[TEXTO DE LEITURA]
----

Grupos empresariais de direita direcionam
verbas de reconstrução do Rio Grande do Sul
Com a comoção após as
enchentes de maio deste ano, que devastaram boa parte do Rio Grande do
Sul, grupos empresariais ligados à direita aproveitaram para captar
doações vultosas em nome da reconstrução do estado e escolher os projetos que
receberão os recursos – muitas vezes com o aval do poder público e com
pouca (ou nenhuma) transparência.
Integrantes desses
grupos estão entre os maiores financiadores da campanha de Sebastião Melo
(MDB), prefeito de Porto Alegre que concorre à reeleição e está em
primeiro nas pesquisas. E não fizeram nenhuma doação à Maria do Rosário (PT),
sua opositora.
As entidades são
ligadas à elite porto-alegrense, de famílias como a Gerdau, dona da maior
empresa produtora de aço do Brasil; e Ling, da Évora, holding bilionária que
atua nos setores de embalagens plásticas e metálicas, de não-tecidos (como
fraldas) e florestamento, entre outras.
Um dos fundos é o
Reconstrói RS, que captou R$ 84 milhões para obras de infraestrutura. A maior
parte, R$ 50 milhões, veio da família Ling, e o restante de outras empresas –
como Lojas Renner e Porto Seguro –, e de empresários como Salim Mattar,
fundador da Localiza e ex-secretário de Desestatização do governo Bolsonaro.

----

[DADOS REGISTRADOS]
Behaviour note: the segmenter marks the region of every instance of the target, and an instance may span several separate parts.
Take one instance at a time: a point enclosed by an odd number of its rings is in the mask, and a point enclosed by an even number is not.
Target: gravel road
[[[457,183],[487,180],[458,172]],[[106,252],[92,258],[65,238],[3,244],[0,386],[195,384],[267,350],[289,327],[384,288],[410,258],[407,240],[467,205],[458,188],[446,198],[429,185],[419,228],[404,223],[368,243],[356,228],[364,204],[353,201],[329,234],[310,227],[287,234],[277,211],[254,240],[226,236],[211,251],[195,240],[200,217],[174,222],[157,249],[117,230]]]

----

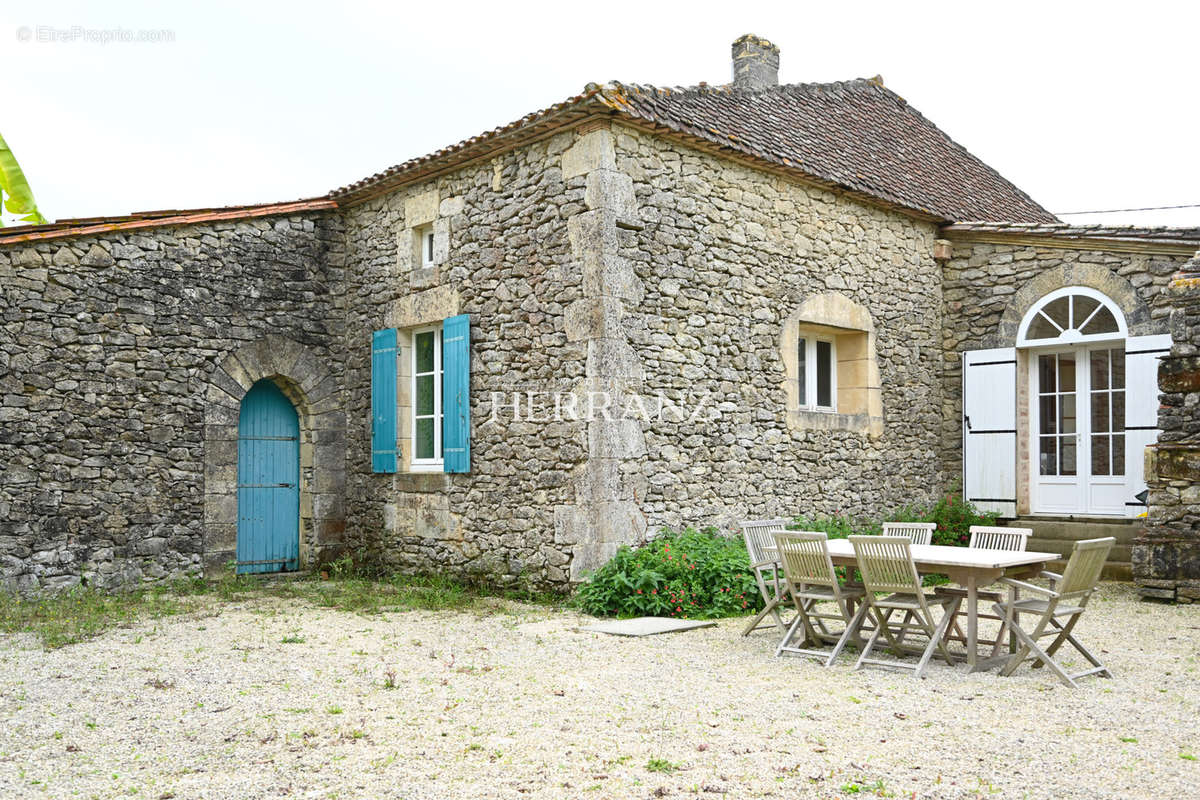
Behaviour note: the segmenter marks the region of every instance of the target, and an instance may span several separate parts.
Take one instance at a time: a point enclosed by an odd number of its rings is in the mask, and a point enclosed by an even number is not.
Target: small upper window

----

[TAREFAS]
A - Responda com base na reportagem sobre as verbas de reconstrução do Rio Grande do Sul:
(i) Quanto o fundo Reconstrói RS captou para obras de infraestrutura?
(ii) A qual partido pertence Sebastião Melo?
(iii) Em quais setores atua a Évora, segundo a reportagem?
B - Continue a reportagem sobre as verbas de reconstrução do Rio Grande do Sul a partir do ponto em que ela termina.

[RESPOSTAS]
A -
(i) R$ 84 milhões.
(ii) MDB.
(iii) Embalagens plásticas e metálicas, não-tecidos (como fraldas) e florestamento, entre outros.

B -
A primeira obra
financiada pelo Reconstrói RS foi uma ponte ligando as cidades de Nova
Petrópolis e Caxias do Sul. Ela foi considerada prioritária por ficar em uma
região de alto potencial turístico, segundo a gestora executiva do programa,
Sandra Moscovich. Outras 14 obras estão em andamento, ao custo total de R$ 10
milhões – dez são pontes metálicas na região do Vale do Taquari. Os
projetos são enviados por associações comerciais regionais e não passam pelas
prefeituras.
A ideia é financiar
obras “o mais rápido possível” e “sem intermediação”, como diz o site do
programa, em contraponto às longas e burocráticas licitações de órgãos
públicos. Mas quem escolhe como o dinheiro é aplicado é uma banca formada pelo
Instituto Ling, a Federação de Entidades Empresariais do Rio Grande do Sul
(Federasul) e o Instituto Cultural Floresta (ICF) – ONG que reúne mais de 50
donos de grandes empresas gaúchas e é próxima à produtora conservadora Brasil
Paralelo.
Nesse modelo, as
obras escolhidas são as mais interessantes para as entidades empresariais, e
não necessariamente as mais importantes para a população.
“Nessa lógica, o
doador privado escolhe onde quer investir, onde quer direcionar o seu dinheiro.
Ele não quer que a doação vá para um fundo do Estado, que decidirá o que é
prioritário de acordo com um planejamento estratégico mais amplo”, aponta o
sociólogo Marcelo Kunrath, da Universidade Federal do Rio Grande do Sul
(UFRGS). Uma de suas pesquisas trata do poder e influência política dos grupos empresariais de Porto Alegre e como eles
atuaram para alinhar a cidade à direita.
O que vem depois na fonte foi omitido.